───── EXCERPT TO READ ─────
By Joel Hall
In order to increase security at the Jonesboro Municipal Court, city officials have approved a $2,700 purchase of a metal-detection system.
Maj. Tim Jessup, acting head of the Jonesboro Police Department, said the system is necessary to defend against potential threats.
In addition to the metal detectors, the city decided to spend $5,000 of its contingency fund Monday to participate in the Archway Partnership Project for a second year, despite the reservations of some residents, and council members.
The Jonesboro City Council voted 4-2 (with councilmen Bobby Wiggins and Rick Yonce opposed) to pay for the metal-detection system by using Drug Enforcement Administration (DEA) funds.
"Most police departments that have their own city court ... have metal detectors, and they do take stuff off of people," Maj. Jessup said. "I used to work over in Riverdale and I know they did over there. It's just a matter of time. If one person gets hurt, that's one person too many. Two thousand, seven hundred dollars, I think that's a small price to pay to make sure someone doesn't bring a weapon into this courtroom," he said.
While city officials voted to increase the security of its courtroom, some residents expressed more concern about safety on city streets. Several of them, reacting to a midday shooting in downtown Jonesboro on Friday, asked the city to beef up its downtown security.
Some contended that a pending lawsuit between the city and the city's former Police Chief, Brad Johnson, has weakened the city's defenses.
"I drive through Jonesboro daily," said Deborah Ybarra, a Clayton County resident. "That's a scary thought that it could have been me at that corner, and somebody could have taken my vehicle and shot me. If we had a camera outside of the depot, or outside of Heritage Bank, I guarantee you that we would, at least, have some idea of who these three boys were.
"All this police chief stuff, that's what's hurting us, because they [criminals] hear it, and they know that we don't have the protection here, so they keep coming," she added. Ybarra called for more police officers "on the streets" in the downtown area.
───── EXTRACTED DATA ─────
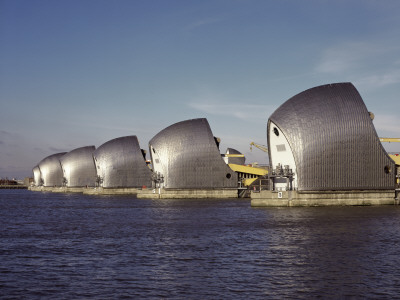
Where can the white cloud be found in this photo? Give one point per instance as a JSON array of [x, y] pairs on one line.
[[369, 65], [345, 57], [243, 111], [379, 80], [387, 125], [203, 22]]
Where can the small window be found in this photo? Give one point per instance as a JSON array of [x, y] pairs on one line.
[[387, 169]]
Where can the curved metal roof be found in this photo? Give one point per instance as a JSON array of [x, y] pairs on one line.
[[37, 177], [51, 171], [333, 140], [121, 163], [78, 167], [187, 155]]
─────
───── EXTRACTED DATA ─────
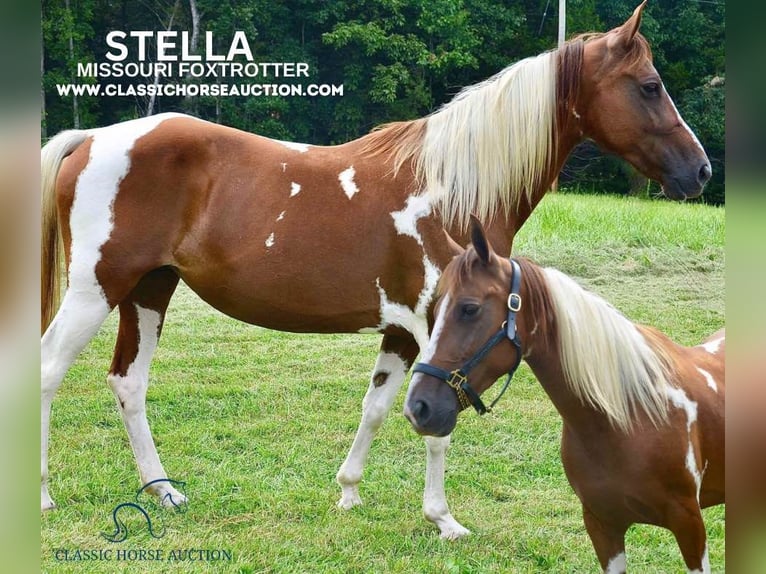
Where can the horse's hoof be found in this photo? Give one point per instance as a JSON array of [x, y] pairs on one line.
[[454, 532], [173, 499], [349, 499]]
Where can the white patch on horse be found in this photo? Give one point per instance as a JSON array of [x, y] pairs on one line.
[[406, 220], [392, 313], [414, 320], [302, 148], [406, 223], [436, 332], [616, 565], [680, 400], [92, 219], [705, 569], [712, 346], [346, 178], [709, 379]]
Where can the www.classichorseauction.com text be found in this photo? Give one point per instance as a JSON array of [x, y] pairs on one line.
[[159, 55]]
─────
EXERCISES TO COMPLETE:
A) In the article on security in Jonesboro, which two council members voted against paying for the metal-detection system?
B) Extend the article on security in Jonesboro, starting right after its final sentence.

YOUR RESPONSES:
A) Bobby Wiggins and Rick Yonce

B)
In another matter, the city voted 4-2 ( with Councilmen Wiggins and Billy Powell opposed) to pay $5,000 to continue to participate in the Archway Partnership Project (APP). In July of last year, the project was established in Clayton County in order to leverage the resources of the University System of Georgia to address the county's unique challenges.
All seven county municipalities, the Board of Commissioners, the Southern Regional Medical Center, Clayton County Public Health, and the school system, pay a small fee to participate in the program. While the program has sought university assistance to address image, engineering, traffic, and technological issues countywide, some council members expressed skepticism.
"We joined Archway last year and what did we receive from that?" asked Wiggins. "I was thinking we'd get more out of it, like some interns ... Is it worth it?"
Jonesboro Mayor Luther Maddox, who sits on the Archway Partnership Project board, defended the program. "I firmly believe anything that will help Clayton County will help Jonesboro," he said.
Gail Webb, the Archway professional assigned to Clayton, urged Jonesboro residents to look at the big picture. She said a team of undergraduate and graduate students is already in the process of helping the city improve its information database systems, and handle traffic problems better.
"The [university] students are doing the work for the community and they are excited about it, because it is a two-way street," Webb said. "We can help in economic development, information technology. If you look at all the projects these students are doing ... it's all about saving money."